EXERCISE :: Repeat the entries below word for word, though any picture in them should be dropped.

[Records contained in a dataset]
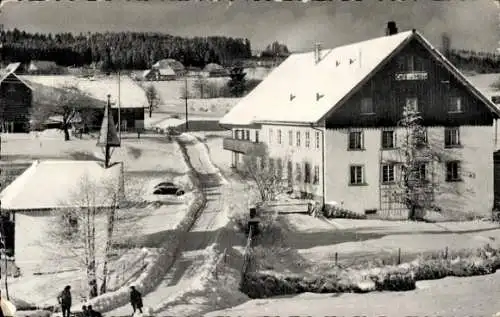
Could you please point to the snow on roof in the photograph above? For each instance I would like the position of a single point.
(131, 94)
(12, 67)
(289, 94)
(169, 62)
(213, 67)
(56, 184)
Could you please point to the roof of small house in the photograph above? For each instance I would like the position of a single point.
(12, 67)
(213, 67)
(61, 184)
(38, 65)
(166, 71)
(10, 70)
(169, 62)
(289, 94)
(131, 94)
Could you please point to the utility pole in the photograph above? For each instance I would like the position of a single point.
(108, 137)
(185, 99)
(119, 109)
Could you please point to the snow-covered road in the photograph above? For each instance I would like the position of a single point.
(204, 233)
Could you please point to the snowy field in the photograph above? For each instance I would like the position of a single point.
(448, 297)
(146, 163)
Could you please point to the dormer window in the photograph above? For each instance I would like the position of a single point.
(367, 106)
(455, 105)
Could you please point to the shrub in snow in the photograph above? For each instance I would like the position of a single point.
(386, 278)
(335, 211)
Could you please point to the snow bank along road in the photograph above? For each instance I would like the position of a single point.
(207, 229)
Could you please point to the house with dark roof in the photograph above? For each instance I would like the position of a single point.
(330, 120)
(16, 97)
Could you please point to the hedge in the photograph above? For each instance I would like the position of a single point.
(386, 278)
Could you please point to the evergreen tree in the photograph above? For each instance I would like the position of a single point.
(237, 83)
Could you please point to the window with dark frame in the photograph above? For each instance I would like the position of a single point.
(388, 139)
(455, 104)
(316, 175)
(355, 140)
(388, 173)
(307, 173)
(451, 137)
(356, 175)
(453, 171)
(298, 172)
(411, 104)
(367, 105)
(421, 173)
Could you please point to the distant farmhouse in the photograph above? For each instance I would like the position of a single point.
(159, 74)
(16, 96)
(132, 100)
(215, 70)
(330, 120)
(44, 68)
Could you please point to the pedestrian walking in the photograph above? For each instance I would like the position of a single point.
(84, 312)
(64, 300)
(92, 313)
(135, 300)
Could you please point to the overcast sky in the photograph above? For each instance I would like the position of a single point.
(472, 24)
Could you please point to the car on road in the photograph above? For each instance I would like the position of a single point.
(168, 188)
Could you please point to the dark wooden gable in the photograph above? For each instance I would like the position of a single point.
(15, 99)
(389, 91)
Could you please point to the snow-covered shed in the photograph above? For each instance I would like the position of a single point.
(34, 197)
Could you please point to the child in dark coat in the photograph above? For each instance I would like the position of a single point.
(135, 299)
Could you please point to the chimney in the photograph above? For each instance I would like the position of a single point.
(317, 52)
(391, 28)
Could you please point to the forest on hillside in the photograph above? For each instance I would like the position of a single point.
(136, 51)
(123, 50)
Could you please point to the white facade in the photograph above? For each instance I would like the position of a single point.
(296, 145)
(473, 193)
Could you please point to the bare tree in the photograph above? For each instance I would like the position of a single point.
(153, 98)
(87, 230)
(267, 174)
(69, 104)
(201, 85)
(420, 160)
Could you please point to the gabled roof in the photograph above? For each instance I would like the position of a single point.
(289, 94)
(12, 67)
(213, 67)
(169, 62)
(37, 65)
(166, 71)
(32, 190)
(11, 71)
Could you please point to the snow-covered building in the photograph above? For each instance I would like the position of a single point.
(33, 199)
(330, 118)
(124, 93)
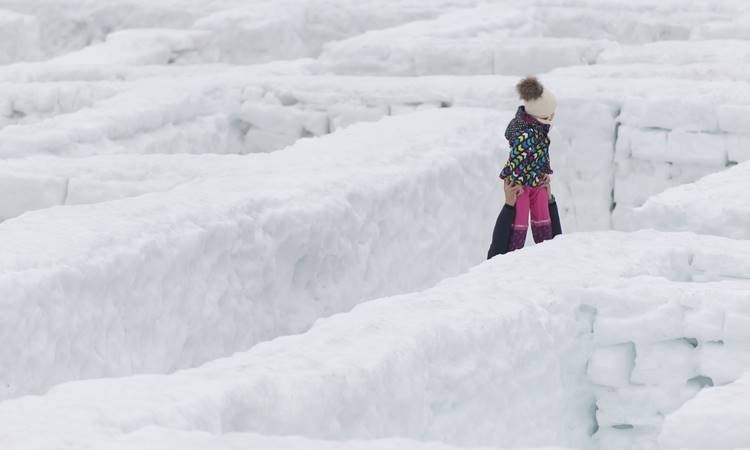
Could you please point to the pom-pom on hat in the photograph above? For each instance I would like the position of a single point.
(538, 101)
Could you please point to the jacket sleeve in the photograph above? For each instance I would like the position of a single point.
(555, 217)
(501, 233)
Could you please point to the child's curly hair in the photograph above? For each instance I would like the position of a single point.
(529, 88)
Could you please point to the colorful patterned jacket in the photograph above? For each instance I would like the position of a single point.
(529, 150)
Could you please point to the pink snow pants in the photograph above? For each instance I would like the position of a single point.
(534, 201)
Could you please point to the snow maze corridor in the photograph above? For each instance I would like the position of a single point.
(281, 244)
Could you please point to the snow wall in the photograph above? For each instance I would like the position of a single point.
(311, 230)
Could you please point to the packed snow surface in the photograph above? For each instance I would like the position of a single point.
(294, 235)
(426, 365)
(194, 194)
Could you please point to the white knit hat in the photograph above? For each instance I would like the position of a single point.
(538, 101)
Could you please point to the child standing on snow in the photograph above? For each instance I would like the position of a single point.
(528, 164)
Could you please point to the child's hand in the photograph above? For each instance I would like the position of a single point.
(546, 184)
(512, 191)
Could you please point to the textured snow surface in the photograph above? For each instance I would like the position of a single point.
(207, 207)
(292, 236)
(427, 365)
(716, 204)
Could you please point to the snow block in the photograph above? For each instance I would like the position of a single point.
(697, 148)
(738, 147)
(283, 239)
(20, 37)
(716, 418)
(724, 362)
(715, 204)
(611, 365)
(664, 362)
(670, 114)
(734, 118)
(456, 362)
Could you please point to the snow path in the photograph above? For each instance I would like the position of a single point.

RESULT ::
Could you please point to the snow on roof in the photograph above? For each instance I would like the position of a single point.
(131, 94)
(12, 67)
(289, 94)
(169, 62)
(213, 67)
(56, 184)
Could you please point to the roof of small house in the photograph above? For each instance I would like the position of a single point.
(12, 67)
(213, 67)
(61, 184)
(38, 65)
(166, 71)
(10, 70)
(169, 62)
(289, 94)
(131, 94)
Could you please point to the utility pole in the photograph above? For each instance I would like the position of a single point.
(108, 137)
(185, 99)
(119, 109)
Could you please point to the snow-covered road in the photograph above? For each instance I would like the position of a single point.
(204, 233)
Could you please point to the snowy field in the photograph above? For each instance I would like the position of a single point.
(448, 297)
(146, 163)
Could you please point to the dormer window in the photograph above? For each instance I would like the position of a single point.
(367, 106)
(455, 105)
Could you please point to the shrub in snow in the photograph above? For each instance I would like the position of a single point.
(386, 278)
(335, 211)
Could you please point to the snow bank along road in the photograph above? For each instance I would like the position of a single point.
(207, 229)
Could you please point to the house with dark roof in the photograph above? For each instance I would like the position of a single point.
(330, 120)
(16, 97)
Could you please point to the hedge in the photograph above? For each instance I would like the position of a single point.
(386, 278)
Could you please point to the evergreen tree in the photograph above? For each instance I would like the position of a single point.
(237, 83)
Could you please point to the window with dark frame in the photograph above? For each instance I would like the position of a single point.
(388, 139)
(455, 104)
(316, 175)
(355, 140)
(388, 173)
(307, 173)
(451, 137)
(356, 175)
(453, 171)
(298, 172)
(411, 104)
(367, 105)
(421, 173)
Could you please point to the distant farmhouse in the photograph above? For each instance I would like the position of a single point.
(159, 74)
(16, 96)
(132, 100)
(215, 70)
(330, 120)
(44, 68)
Could you please point to the pedestrian walking in the photograph above? For each instance I would like the position of a single point.
(84, 312)
(64, 300)
(92, 313)
(135, 300)
Could you please point to the overcast sky in the photograph above? For each instance I would like the position of a single point.
(472, 24)
Could you please point to the car on road in the photograph above? For each instance I would like the position of a single point.
(168, 188)
Could you please point to the dark wooden gable in the photograph above? For each instance I would like the position of a single point.
(15, 99)
(389, 91)
Could you please point to the snow-covered shed in the photograph above? For each instance I would like the position of a single point.
(34, 197)
Could you please point to the child in dark coat in the photograph above? For each instance I would like the position of a single point.
(135, 299)
Could you please point to the chimney in the photograph above? For each instance I would like the position of a single point.
(317, 52)
(391, 28)
Could you please point to the forest on hillside in the photograph above? For each instance I would like the position of a single point.
(136, 51)
(123, 50)
Could you please point to the white facade in the photograph above? For each instance I would like the position of a single point.
(296, 145)
(473, 193)
Could you please point to the bare tree in the photograph above? For each instance I would like the position of a single point.
(153, 98)
(87, 230)
(267, 174)
(69, 104)
(201, 85)
(420, 160)
Could you please point to the gabled roof in the photograph above? For each instance I would like the position of a single point.
(289, 94)
(12, 67)
(213, 67)
(169, 62)
(37, 65)
(166, 71)
(32, 190)
(11, 71)
Could you please point to the snow-covered building in the photograph above? For each instance I would like the position of a single point.
(33, 199)
(330, 118)
(124, 93)
Could you please point to the pom-pom on hat in the photograph above? For each instance I would like the position of a single point.
(538, 101)
Could you please point to the jacket sleeve in the photograph above? For each instance I would like the position of a single point.
(555, 217)
(501, 233)
Could you please point to the child's curly hair in the photograph above? For each instance I would like the position of a single point.
(529, 88)
Could you please point to the colorful patterned jacket in the photograph above? For each instance I would like the position of a single point.
(529, 150)
Could you please point to the pink snow pants in the photograph above? For each instance I would like the position of a single point.
(534, 201)
Could you please point to the snow maze corridor in the photograph above? For each instance I would like the position of a single point.
(281, 244)
Could you please point to the snow wall in the photograph above? For each instance I would like the position of a single point.
(311, 230)
Could you please point to the packed snow surface in the photograph above? For each instance I would like the position of a single point.
(294, 235)
(426, 365)
(194, 194)
Could you please point to the white knit hat in the photograph above? For each instance I would like the position of a single point.
(538, 101)
Could you please point to the child standing on snow in the photograph above? For each instance I would like the position of a single point.
(528, 164)
Could you please point to the child's hand in the photograph above? For each instance I would like the position of a single point.
(546, 184)
(512, 191)
Could you please point to the textured snow surface in the photograph above? For each instance I would like the position of a single point.
(207, 207)
(292, 236)
(427, 365)
(716, 204)
Could you please point to the snow block in the photograph above? For each instance I would like the position of a single point.
(697, 148)
(738, 147)
(283, 239)
(20, 37)
(716, 418)
(724, 362)
(715, 204)
(611, 365)
(664, 362)
(670, 114)
(734, 118)
(456, 362)
Could you please point to the snow path in the photograph above? For each instance I would like the position of a single point.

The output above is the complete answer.